■ **TASK DESCRIPTION**: Return each entry below word for word, leaving out any image.

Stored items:
-.-.-

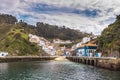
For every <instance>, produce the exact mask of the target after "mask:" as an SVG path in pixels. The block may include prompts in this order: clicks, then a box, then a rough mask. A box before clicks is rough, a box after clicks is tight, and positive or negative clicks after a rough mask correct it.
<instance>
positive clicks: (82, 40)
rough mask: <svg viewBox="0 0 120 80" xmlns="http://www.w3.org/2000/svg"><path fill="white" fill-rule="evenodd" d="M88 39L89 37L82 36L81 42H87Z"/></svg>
mask: <svg viewBox="0 0 120 80" xmlns="http://www.w3.org/2000/svg"><path fill="white" fill-rule="evenodd" d="M89 41H90V37H84V38H83V39H82V43H87V42H89Z"/></svg>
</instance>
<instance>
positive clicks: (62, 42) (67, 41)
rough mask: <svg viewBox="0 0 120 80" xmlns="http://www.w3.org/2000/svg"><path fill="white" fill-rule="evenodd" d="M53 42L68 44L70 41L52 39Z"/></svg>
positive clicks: (56, 43) (59, 43) (69, 43)
mask: <svg viewBox="0 0 120 80" xmlns="http://www.w3.org/2000/svg"><path fill="white" fill-rule="evenodd" d="M53 43H55V44H70V43H72V41H70V40H66V41H64V40H60V39H54V40H53Z"/></svg>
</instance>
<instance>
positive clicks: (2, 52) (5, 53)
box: [0, 52, 8, 57]
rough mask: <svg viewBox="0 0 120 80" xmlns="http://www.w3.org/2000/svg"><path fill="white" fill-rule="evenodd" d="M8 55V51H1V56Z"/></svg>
mask: <svg viewBox="0 0 120 80" xmlns="http://www.w3.org/2000/svg"><path fill="white" fill-rule="evenodd" d="M7 55H8V52H0V57H5V56H7Z"/></svg>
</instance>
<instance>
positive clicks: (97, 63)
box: [66, 57, 120, 71]
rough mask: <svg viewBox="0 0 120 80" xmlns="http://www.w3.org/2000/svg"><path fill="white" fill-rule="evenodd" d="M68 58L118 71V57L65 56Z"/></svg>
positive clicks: (118, 58)
mask: <svg viewBox="0 0 120 80" xmlns="http://www.w3.org/2000/svg"><path fill="white" fill-rule="evenodd" d="M66 58H67V59H68V60H70V61H73V62H77V63H82V64H87V65H92V66H96V67H101V68H105V69H109V70H116V71H117V70H118V71H120V58H107V57H106V58H105V57H104V58H94V57H66Z"/></svg>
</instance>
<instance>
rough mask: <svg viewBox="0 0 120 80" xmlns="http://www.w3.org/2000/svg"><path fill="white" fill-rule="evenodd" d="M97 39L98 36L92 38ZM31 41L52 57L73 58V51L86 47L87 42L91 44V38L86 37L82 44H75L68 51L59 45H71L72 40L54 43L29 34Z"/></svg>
mask: <svg viewBox="0 0 120 80" xmlns="http://www.w3.org/2000/svg"><path fill="white" fill-rule="evenodd" d="M95 38H96V36H94V37H92V39H95ZM29 41H30V42H32V43H37V44H38V45H39V46H40V47H42V49H43V50H44V51H45V52H46V53H47V54H49V55H52V56H56V55H57V56H72V51H75V50H77V49H78V48H79V47H80V46H82V45H85V44H86V43H87V42H90V41H91V37H84V38H83V39H82V41H81V42H79V43H77V44H74V45H73V46H72V48H70V49H67V48H66V46H64V47H60V46H58V45H59V44H71V43H72V41H70V40H60V39H53V41H52V42H50V41H48V40H46V39H45V38H43V37H39V36H36V35H32V34H29ZM87 45H89V46H91V45H92V46H93V45H95V46H97V45H96V44H91V43H87ZM95 50H96V49H95ZM76 56H80V55H79V53H76ZM99 57H100V56H99Z"/></svg>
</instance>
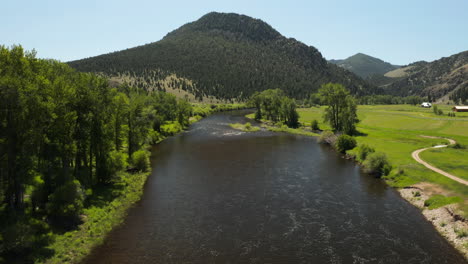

-.-.-

■ **SOLUTION BELOW**:
For every <instance>, produce the exact mask of the target after "mask:" as an SVG path in pixels. The block may include prompts in this order: clicks, then a box, then a rough mask. A box before clicks is rough, a box after clicks is tight, and positive or negative clicks after a rough mask correct it.
<instance>
positive clicks: (82, 40)
rough mask: <svg viewBox="0 0 120 80" xmlns="http://www.w3.org/2000/svg"><path fill="white" fill-rule="evenodd" d="M88 39L89 37L82 36L81 42H87Z"/></svg>
mask: <svg viewBox="0 0 120 80" xmlns="http://www.w3.org/2000/svg"><path fill="white" fill-rule="evenodd" d="M89 41H90V37H84V38H83V39H82V43H87V42H89Z"/></svg>
</instance>
<instance>
positive clicks: (62, 42) (67, 41)
rough mask: <svg viewBox="0 0 120 80" xmlns="http://www.w3.org/2000/svg"><path fill="white" fill-rule="evenodd" d="M53 42L68 44L70 41L52 39Z"/></svg>
positive clicks: (56, 43) (59, 43) (69, 43)
mask: <svg viewBox="0 0 120 80" xmlns="http://www.w3.org/2000/svg"><path fill="white" fill-rule="evenodd" d="M53 43H55V44H70V43H72V41H70V40H66V41H64V40H60V39H54V40H53Z"/></svg>
</instance>
<instance>
positive clicks: (2, 52) (5, 53)
box: [0, 52, 8, 57]
rough mask: <svg viewBox="0 0 120 80" xmlns="http://www.w3.org/2000/svg"><path fill="white" fill-rule="evenodd" d="M8 55V51H1V56Z"/></svg>
mask: <svg viewBox="0 0 120 80" xmlns="http://www.w3.org/2000/svg"><path fill="white" fill-rule="evenodd" d="M7 55H8V52H0V57H5V56H7Z"/></svg>
</instance>
<instance>
positive clicks: (97, 63)
box: [66, 57, 120, 71]
rough mask: <svg viewBox="0 0 120 80" xmlns="http://www.w3.org/2000/svg"><path fill="white" fill-rule="evenodd" d="M68 58L118 71V57L65 56Z"/></svg>
positive clicks: (118, 58)
mask: <svg viewBox="0 0 120 80" xmlns="http://www.w3.org/2000/svg"><path fill="white" fill-rule="evenodd" d="M66 58H67V59H68V60H70V61H73V62H77V63H82V64H87V65H92V66H96V67H101V68H105V69H109V70H116V71H117V70H118V71H120V58H107V57H106V58H105V57H104V58H94V57H66Z"/></svg>
</instance>
<instance>
rough mask: <svg viewBox="0 0 120 80" xmlns="http://www.w3.org/2000/svg"><path fill="white" fill-rule="evenodd" d="M97 39L98 36L92 38ZM31 41L52 57L73 58V51L86 47L87 42L91 44V38L86 37L82 44H75L68 51L59 45H71L72 40L54 43L29 34Z"/></svg>
mask: <svg viewBox="0 0 120 80" xmlns="http://www.w3.org/2000/svg"><path fill="white" fill-rule="evenodd" d="M95 38H96V36H94V37H92V39H95ZM29 41H30V42H32V43H37V44H38V45H39V46H40V47H42V49H43V50H44V51H45V52H46V53H47V54H49V55H52V56H56V55H57V56H72V51H75V50H77V49H78V48H79V47H80V46H82V45H85V44H86V43H87V42H90V41H91V37H84V38H83V39H82V41H81V42H79V43H77V44H74V45H73V46H72V48H70V49H67V48H66V46H64V47H60V46H58V45H59V44H71V43H72V41H70V40H60V39H53V41H52V42H50V41H48V40H46V39H45V38H43V37H39V36H36V35H32V34H29ZM87 45H89V46H91V45H92V46H93V45H95V46H97V45H96V44H91V43H87ZM95 50H96V49H95ZM76 56H80V55H79V53H76ZM99 57H100V56H99Z"/></svg>
</instance>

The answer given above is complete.